**YOUR TASK:** Copy the lines from the one with "Task: indicate the wooden ceiling" to the one with "x=234 y=202", requests included, and add 127 to every coordinate value in the answers.

**DATASET EXTRACT:**
———

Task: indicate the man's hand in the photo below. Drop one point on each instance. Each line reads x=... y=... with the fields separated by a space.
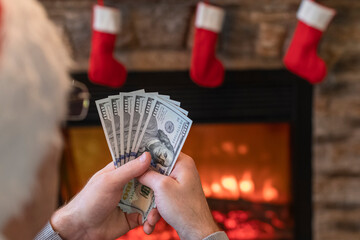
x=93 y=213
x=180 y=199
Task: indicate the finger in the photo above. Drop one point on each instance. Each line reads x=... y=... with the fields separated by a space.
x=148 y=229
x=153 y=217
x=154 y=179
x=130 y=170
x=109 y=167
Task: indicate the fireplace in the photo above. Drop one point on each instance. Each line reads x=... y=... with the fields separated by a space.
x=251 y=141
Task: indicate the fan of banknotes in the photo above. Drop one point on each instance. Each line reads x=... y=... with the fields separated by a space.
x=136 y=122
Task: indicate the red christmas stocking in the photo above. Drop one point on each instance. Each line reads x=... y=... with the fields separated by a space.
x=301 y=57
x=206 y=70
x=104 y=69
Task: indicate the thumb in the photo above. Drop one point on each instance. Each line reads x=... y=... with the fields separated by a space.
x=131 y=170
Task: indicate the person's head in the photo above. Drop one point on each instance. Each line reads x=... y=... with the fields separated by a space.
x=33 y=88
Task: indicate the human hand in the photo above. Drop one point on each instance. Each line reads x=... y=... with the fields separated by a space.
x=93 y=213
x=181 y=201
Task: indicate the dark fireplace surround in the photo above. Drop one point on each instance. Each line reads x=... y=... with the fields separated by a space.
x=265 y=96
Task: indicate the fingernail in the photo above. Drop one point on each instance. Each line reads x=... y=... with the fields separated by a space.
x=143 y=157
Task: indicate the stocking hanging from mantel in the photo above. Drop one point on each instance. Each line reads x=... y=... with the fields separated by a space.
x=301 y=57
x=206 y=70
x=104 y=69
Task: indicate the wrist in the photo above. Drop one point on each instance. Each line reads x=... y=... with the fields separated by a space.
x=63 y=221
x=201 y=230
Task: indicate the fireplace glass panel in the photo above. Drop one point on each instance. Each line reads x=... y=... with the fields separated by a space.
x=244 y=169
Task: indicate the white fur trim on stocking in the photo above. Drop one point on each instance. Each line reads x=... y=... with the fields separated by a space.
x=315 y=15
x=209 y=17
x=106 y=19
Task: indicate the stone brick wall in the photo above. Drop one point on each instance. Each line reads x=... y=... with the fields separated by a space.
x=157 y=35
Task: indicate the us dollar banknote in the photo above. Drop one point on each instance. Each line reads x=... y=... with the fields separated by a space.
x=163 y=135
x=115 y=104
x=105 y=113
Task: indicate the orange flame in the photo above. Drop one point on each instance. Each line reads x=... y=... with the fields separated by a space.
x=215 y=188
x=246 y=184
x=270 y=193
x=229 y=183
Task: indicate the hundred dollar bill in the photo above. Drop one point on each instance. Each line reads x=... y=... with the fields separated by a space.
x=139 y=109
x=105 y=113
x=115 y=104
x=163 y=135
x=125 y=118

———

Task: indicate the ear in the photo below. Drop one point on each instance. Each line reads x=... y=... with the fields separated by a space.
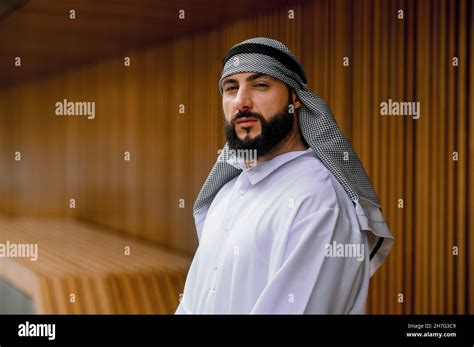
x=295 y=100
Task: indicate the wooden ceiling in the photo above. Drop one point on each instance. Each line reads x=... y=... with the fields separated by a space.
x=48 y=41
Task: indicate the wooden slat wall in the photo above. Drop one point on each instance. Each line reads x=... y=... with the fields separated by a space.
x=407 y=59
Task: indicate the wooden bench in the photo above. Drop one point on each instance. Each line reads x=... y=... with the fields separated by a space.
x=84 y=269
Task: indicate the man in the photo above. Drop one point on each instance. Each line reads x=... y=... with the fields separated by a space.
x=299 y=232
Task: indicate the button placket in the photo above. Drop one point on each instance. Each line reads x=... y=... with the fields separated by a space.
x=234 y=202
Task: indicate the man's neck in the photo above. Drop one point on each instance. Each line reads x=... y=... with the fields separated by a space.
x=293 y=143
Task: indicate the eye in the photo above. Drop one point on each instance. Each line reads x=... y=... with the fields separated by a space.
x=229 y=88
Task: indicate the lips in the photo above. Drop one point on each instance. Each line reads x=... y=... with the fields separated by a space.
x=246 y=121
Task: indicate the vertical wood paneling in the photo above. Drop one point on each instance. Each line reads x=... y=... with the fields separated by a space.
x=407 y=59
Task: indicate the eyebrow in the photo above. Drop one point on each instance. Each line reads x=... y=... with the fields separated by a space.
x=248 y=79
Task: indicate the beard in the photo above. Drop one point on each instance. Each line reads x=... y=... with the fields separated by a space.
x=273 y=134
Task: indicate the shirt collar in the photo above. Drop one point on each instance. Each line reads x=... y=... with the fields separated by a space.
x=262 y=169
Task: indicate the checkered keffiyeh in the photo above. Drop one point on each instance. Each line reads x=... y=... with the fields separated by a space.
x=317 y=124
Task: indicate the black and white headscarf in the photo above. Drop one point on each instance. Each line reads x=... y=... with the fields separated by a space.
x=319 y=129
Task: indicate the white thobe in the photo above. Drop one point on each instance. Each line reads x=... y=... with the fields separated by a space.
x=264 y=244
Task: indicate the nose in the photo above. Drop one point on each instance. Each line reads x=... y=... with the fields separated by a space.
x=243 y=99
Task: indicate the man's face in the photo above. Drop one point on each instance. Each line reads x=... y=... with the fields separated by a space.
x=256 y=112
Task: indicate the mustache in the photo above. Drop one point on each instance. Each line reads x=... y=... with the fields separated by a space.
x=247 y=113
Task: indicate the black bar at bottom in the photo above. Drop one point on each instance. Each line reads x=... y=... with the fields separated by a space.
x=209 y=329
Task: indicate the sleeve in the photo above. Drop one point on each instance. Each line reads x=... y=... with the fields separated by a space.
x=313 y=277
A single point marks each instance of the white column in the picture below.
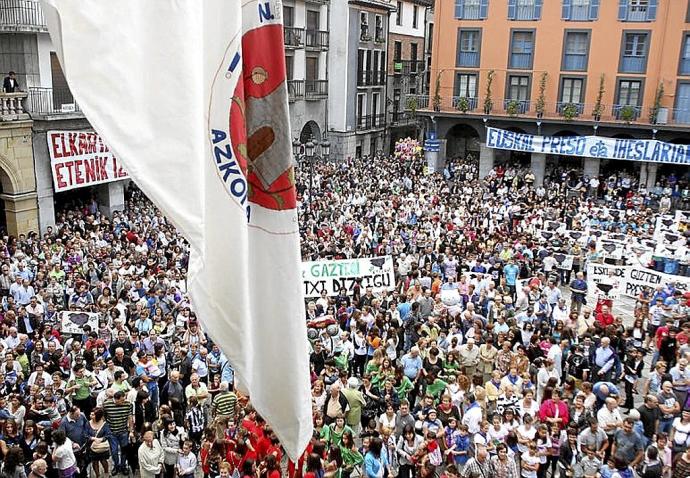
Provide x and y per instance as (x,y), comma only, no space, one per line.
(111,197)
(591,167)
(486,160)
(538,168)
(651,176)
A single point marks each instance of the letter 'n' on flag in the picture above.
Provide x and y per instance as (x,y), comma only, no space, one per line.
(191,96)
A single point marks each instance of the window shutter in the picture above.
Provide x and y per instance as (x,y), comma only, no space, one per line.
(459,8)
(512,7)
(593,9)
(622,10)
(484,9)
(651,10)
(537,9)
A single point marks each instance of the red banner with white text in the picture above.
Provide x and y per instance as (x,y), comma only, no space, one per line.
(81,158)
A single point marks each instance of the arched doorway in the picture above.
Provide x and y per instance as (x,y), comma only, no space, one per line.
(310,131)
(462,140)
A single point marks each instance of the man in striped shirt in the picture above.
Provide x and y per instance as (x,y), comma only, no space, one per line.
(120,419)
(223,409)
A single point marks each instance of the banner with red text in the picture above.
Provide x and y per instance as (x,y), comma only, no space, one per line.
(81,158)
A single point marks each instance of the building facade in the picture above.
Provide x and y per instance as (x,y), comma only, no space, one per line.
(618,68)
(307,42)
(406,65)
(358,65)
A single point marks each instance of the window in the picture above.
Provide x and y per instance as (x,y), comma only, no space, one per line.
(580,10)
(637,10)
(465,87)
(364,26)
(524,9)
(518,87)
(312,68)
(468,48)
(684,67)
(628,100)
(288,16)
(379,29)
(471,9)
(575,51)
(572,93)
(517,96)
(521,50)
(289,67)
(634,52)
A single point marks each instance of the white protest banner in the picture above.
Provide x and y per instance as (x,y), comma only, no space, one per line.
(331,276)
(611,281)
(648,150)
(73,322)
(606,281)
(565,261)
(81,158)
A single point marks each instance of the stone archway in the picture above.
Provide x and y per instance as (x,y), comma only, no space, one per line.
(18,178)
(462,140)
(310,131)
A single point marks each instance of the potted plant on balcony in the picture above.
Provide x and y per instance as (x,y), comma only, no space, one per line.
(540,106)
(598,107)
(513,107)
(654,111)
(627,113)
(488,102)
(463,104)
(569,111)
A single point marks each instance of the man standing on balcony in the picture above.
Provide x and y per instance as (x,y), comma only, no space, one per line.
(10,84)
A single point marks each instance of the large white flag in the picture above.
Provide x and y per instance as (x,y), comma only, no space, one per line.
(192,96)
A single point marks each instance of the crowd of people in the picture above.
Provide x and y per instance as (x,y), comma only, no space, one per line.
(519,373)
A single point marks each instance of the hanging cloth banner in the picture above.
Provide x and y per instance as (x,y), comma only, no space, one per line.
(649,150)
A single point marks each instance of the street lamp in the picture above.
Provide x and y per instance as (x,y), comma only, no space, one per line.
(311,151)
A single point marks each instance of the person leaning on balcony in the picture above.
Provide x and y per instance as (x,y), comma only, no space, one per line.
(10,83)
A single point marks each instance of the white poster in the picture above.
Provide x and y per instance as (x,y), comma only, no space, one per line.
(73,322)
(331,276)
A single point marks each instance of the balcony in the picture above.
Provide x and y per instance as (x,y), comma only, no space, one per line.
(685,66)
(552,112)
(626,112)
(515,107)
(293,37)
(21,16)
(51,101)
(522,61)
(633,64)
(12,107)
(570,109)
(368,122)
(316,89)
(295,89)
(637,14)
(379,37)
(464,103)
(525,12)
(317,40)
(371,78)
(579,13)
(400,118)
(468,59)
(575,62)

———

**ANSWER TO THIS PROBLEM:**
Task: indicate the wooden ceiling in the photo above. Drop one point on each instance. Each line reads x=... y=... with the fields separated by a space.
x=175 y=168
Task: indicate the wooden slat wall in the photo above. Drop one point on each instance. Each line reads x=... y=... with the fields separated by a space.
x=534 y=186
Task: indicate the wooden bench in the photo above. Drop one point on each instance. Each line reads x=... y=... with the fields separated by a space.
x=211 y=396
Task: indicate the man in the photo above. Drop one point on each instance. Each line reads x=... y=... with the fields separated by a space.
x=426 y=359
Task: indicate the button placket in the photo above. Drop one point on each instance. Each line reads x=... y=... with the fields separated by a space.
x=361 y=329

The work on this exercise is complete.